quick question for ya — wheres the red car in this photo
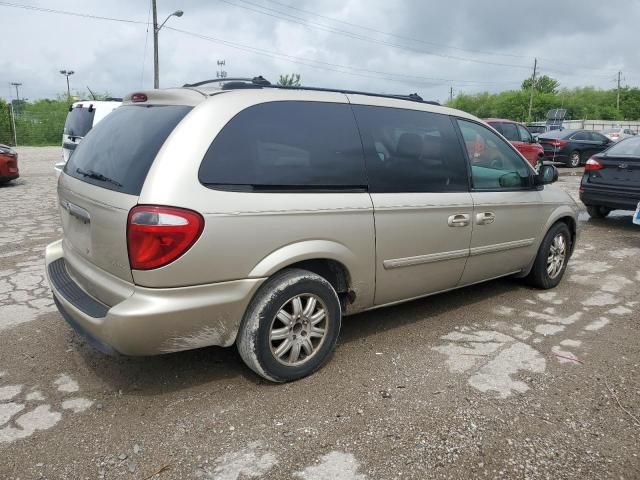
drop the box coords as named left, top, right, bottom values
left=484, top=118, right=544, bottom=168
left=0, top=144, right=19, bottom=184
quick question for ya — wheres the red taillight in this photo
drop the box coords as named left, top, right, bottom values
left=131, top=93, right=148, bottom=103
left=584, top=157, right=603, bottom=171
left=548, top=139, right=568, bottom=148
left=127, top=205, right=204, bottom=270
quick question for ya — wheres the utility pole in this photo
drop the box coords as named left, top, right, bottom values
left=527, top=57, right=537, bottom=121
left=217, top=60, right=227, bottom=79
left=449, top=86, right=454, bottom=103
left=617, top=70, right=621, bottom=113
left=152, top=0, right=159, bottom=89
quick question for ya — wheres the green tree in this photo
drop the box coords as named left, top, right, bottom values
left=521, top=75, right=560, bottom=94
left=278, top=73, right=301, bottom=87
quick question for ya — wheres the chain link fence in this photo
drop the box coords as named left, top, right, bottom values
left=0, top=101, right=68, bottom=147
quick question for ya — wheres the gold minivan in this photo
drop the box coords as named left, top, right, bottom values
left=46, top=78, right=578, bottom=382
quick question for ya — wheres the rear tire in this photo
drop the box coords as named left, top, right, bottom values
left=237, top=268, right=342, bottom=382
left=526, top=222, right=571, bottom=289
left=586, top=205, right=611, bottom=218
left=568, top=150, right=581, bottom=168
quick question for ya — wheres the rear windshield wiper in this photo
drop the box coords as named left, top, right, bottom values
left=76, top=168, right=123, bottom=188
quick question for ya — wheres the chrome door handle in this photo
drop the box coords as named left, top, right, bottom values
left=448, top=213, right=470, bottom=227
left=476, top=212, right=495, bottom=225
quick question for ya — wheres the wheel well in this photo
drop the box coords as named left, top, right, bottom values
left=556, top=216, right=577, bottom=255
left=279, top=259, right=353, bottom=306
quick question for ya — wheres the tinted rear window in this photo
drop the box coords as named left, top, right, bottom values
left=64, top=105, right=191, bottom=195
left=199, top=101, right=366, bottom=190
left=604, top=136, right=640, bottom=156
left=63, top=106, right=96, bottom=137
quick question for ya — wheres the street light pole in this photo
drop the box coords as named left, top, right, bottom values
left=60, top=70, right=75, bottom=100
left=152, top=1, right=183, bottom=89
left=10, top=82, right=22, bottom=102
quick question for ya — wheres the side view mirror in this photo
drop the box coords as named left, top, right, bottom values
left=535, top=164, right=558, bottom=185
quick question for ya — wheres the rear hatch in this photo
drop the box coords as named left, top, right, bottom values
left=587, top=138, right=640, bottom=191
left=62, top=104, right=96, bottom=162
left=59, top=103, right=192, bottom=289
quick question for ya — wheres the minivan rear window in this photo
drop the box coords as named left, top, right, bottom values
left=63, top=106, right=96, bottom=137
left=64, top=105, right=191, bottom=195
left=199, top=101, right=366, bottom=191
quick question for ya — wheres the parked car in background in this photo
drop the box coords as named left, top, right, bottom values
left=602, top=127, right=636, bottom=143
left=46, top=78, right=577, bottom=382
left=0, top=144, right=19, bottom=184
left=56, top=99, right=122, bottom=173
left=538, top=129, right=612, bottom=167
left=485, top=118, right=544, bottom=167
left=580, top=136, right=640, bottom=218
left=526, top=122, right=563, bottom=140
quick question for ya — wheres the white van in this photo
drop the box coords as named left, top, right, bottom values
left=56, top=99, right=121, bottom=172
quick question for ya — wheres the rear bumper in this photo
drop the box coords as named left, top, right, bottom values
left=580, top=186, right=640, bottom=211
left=0, top=174, right=19, bottom=183
left=45, top=239, right=265, bottom=355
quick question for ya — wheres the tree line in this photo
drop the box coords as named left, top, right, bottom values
left=446, top=75, right=640, bottom=122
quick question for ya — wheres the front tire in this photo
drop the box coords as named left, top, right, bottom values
left=586, top=205, right=611, bottom=218
left=526, top=222, right=571, bottom=289
left=237, top=269, right=342, bottom=382
left=568, top=150, right=581, bottom=168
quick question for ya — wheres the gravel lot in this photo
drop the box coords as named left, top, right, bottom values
left=1, top=147, right=639, bottom=480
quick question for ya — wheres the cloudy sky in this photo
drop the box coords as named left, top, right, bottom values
left=2, top=0, right=639, bottom=103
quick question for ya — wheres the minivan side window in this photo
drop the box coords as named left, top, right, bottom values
left=457, top=119, right=531, bottom=190
left=199, top=101, right=366, bottom=190
left=352, top=105, right=468, bottom=193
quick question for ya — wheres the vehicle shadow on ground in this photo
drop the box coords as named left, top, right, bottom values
left=339, top=278, right=518, bottom=345
left=76, top=277, right=523, bottom=395
left=579, top=211, right=637, bottom=233
left=0, top=180, right=23, bottom=189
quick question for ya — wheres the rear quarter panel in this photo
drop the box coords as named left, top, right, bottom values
left=135, top=90, right=376, bottom=310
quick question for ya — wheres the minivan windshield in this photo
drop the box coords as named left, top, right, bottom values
left=63, top=106, right=96, bottom=137
left=64, top=104, right=191, bottom=195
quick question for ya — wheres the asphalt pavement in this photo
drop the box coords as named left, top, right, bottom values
left=0, top=147, right=638, bottom=479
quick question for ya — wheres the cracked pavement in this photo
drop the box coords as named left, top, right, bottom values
left=0, top=148, right=639, bottom=479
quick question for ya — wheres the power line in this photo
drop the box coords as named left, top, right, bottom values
left=216, top=0, right=534, bottom=70
left=262, top=0, right=532, bottom=60
left=227, top=0, right=633, bottom=78
left=165, top=26, right=522, bottom=88
left=0, top=1, right=146, bottom=24
left=140, top=1, right=152, bottom=88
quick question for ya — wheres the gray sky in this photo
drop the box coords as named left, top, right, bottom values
left=2, top=0, right=639, bottom=103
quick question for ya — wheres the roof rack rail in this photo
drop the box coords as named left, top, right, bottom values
left=182, top=76, right=439, bottom=105
left=183, top=76, right=271, bottom=88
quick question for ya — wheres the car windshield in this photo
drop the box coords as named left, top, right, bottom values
left=604, top=137, right=640, bottom=156
left=528, top=126, right=546, bottom=133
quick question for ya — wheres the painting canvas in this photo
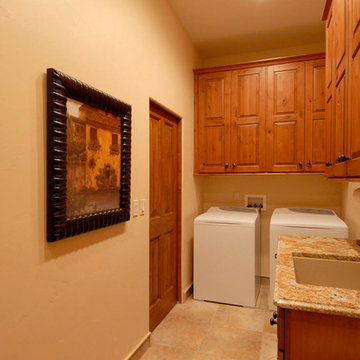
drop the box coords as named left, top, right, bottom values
left=66, top=98, right=121, bottom=217
left=47, top=68, right=131, bottom=242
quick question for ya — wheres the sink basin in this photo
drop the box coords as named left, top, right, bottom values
left=293, top=254, right=360, bottom=290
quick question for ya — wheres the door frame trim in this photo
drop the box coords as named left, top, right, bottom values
left=149, top=98, right=182, bottom=303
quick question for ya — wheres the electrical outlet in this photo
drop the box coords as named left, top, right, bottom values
left=139, top=199, right=145, bottom=216
left=133, top=200, right=139, bottom=216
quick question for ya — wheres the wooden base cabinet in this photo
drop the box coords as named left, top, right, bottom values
left=194, top=54, right=325, bottom=175
left=277, top=307, right=360, bottom=360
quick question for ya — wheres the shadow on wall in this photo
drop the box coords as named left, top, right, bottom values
left=36, top=72, right=128, bottom=263
left=42, top=223, right=127, bottom=261
left=342, top=183, right=360, bottom=239
left=353, top=187, right=360, bottom=203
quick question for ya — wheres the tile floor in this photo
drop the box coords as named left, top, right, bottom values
left=141, top=279, right=277, bottom=360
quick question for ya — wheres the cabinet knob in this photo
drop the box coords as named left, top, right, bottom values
left=325, top=161, right=333, bottom=167
left=298, top=162, right=303, bottom=167
left=337, top=155, right=350, bottom=163
left=232, top=163, right=236, bottom=167
left=225, top=163, right=229, bottom=167
left=307, top=161, right=311, bottom=166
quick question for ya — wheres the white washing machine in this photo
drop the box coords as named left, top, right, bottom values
left=194, top=206, right=260, bottom=307
left=269, top=208, right=349, bottom=310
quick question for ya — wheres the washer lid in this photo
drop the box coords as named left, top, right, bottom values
left=270, top=208, right=348, bottom=230
left=194, top=206, right=259, bottom=225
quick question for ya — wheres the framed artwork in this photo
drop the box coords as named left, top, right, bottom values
left=46, top=68, right=131, bottom=242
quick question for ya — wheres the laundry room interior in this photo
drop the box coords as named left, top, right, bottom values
left=201, top=175, right=343, bottom=277
left=1, top=0, right=360, bottom=360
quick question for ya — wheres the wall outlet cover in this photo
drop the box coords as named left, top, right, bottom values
left=245, top=194, right=267, bottom=210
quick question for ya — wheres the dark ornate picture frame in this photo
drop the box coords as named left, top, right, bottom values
left=46, top=68, right=131, bottom=242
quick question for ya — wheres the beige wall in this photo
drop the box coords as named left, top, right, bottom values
———
PROMPT - Go through the records and report each line that contains "cabinet".

REPLY -
quick question for ya — wheres the wooden base cabinet in this photo
quick question for ya — wheres the cabinet knob in this photo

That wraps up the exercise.